# Instructions:
a) Answer these questions using the issue about TableVectorizer's imputing logic, one answer per line, marked the same way:
(i) Which issue number was the author working on when the imputing behavior came up?
(ii) For non-numeric dtypes, which string replaces np.nan?
(iii) In the warning shown, which type could the value 'a' not be converted to?
b) Reproduce word for word the part of the issue about TableVectorizer's imputing logic starting with "TableVectorizer imputing logic" and going on through "categorical is intriguing.".
c) Write the next part of the issue about TableVectorizer's imputing logic, picking up after its final sentence.
[Opening Extract provided section]
TableVectorizer imputing logic is confusing
Vincent-Maladiere opened this issue · comments
While working on #819, I found that the imputing behavior we currently use in the TableVectorizer.auto_cast
for categorical is intriguing.
1. Two ways imputing
As stated by this comment, we currently:
- Replace the "almost missing" strings with
np.nan
for all columns dtypes - Then, for non-numeric dtypes (string, categorical, and object), we do the opposite: we replace
np.nan
with the string "missing"
Why do we need to replace np.nan
with "missing"
?
2. Replacing non-numeric by np.nan
when trained on numeric
When trained on a numerical column, TableVectorizer
replaces the string/object dtypes of this column with np.nan
during predict:
import numpy as np
import pandas as pd
from skrub import TableVectorizer
df_train = pd.DataFrame(dict(a=[np.nan, 1]))
df_test = pd.DataFrame(dict(a=["a", "b"]))
tv = TableVectorizer().fit(df_train)
tv.transform(df_test)
# /Users/vincentmaladiere/INRIA/skrub/skrub/_table_vectorizer.py:881: UserWarning:
# Value 'a' could not be converted to inferred type float64 in column 'a'.
# Such values will be replaced by NaN.
# X = self._apply_cast(X)
# array([[nan],
# [nan]])
This is dangerous because it might silence critical errors for the user.
We either need to keep the data and let downstream estimators raise an error or raise it ourselves.
[Closing Extract provided section]
[Opening Dataset extract section]
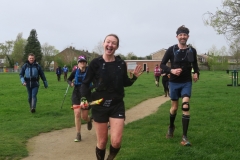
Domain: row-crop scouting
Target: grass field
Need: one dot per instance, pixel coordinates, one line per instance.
(17, 124)
(213, 129)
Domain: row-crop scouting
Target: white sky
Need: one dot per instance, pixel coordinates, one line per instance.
(143, 26)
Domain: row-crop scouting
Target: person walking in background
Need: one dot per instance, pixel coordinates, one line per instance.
(29, 76)
(65, 72)
(157, 74)
(182, 57)
(165, 80)
(147, 70)
(110, 76)
(78, 75)
(58, 73)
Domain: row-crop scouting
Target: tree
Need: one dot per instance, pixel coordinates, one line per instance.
(99, 48)
(33, 46)
(235, 50)
(18, 48)
(227, 20)
(216, 59)
(48, 52)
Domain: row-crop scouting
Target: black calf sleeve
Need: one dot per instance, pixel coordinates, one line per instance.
(172, 119)
(113, 152)
(100, 153)
(185, 123)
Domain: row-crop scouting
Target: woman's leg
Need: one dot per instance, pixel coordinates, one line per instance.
(34, 97)
(117, 126)
(102, 138)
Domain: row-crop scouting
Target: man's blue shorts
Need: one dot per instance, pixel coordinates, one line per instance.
(180, 90)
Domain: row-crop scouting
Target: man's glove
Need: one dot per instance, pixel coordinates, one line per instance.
(84, 103)
(45, 84)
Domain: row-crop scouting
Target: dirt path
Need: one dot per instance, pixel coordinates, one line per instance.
(59, 145)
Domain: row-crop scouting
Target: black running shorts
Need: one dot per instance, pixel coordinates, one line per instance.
(101, 114)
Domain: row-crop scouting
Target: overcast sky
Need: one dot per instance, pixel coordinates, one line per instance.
(143, 26)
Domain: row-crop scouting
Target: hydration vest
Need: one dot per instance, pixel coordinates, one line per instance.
(182, 62)
(79, 76)
(107, 80)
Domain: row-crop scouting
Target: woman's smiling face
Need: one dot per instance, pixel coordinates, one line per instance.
[Closing Dataset extract section]
# Expected responses:
a)
(i) #819
(ii) "missing"
(iii) float64

b)
TableVectorizer imputing logic is confusing
Vincent-Maladiere opened this issue · comments
While working on #819, I found that the imputing behavior we currently use in the TableVectorizer.auto_cast
for categorical is intriguing.

c)
For the GapEncoder, missing values should probably be all encoded as vectors of zeros.
Does this imply letting the transformers deal with the missing categorical values themselves?
Right, but erroring at predict can mean crashing the production (or prediction :D) server
I like this thought a lot because it paves the way for a config file "local or staging vs production" where production would be more permissive to avoid crashing. This could be enabled across all skrub.
We cannot: the dtype does not allow this.
What do you mean? Since we trigger a warning, we could raise an error, couldn't we?
After an IRL meeting, we decided to:
- Remove the imputing logic entirely
- Leave the "Replacing non-numeric by np.nan when trained on numeric" issue as it is, and see in the medium term what is the most robust configuration for a scikit-learn pipeline. Our objective is to have an option where the pipeline never crashes.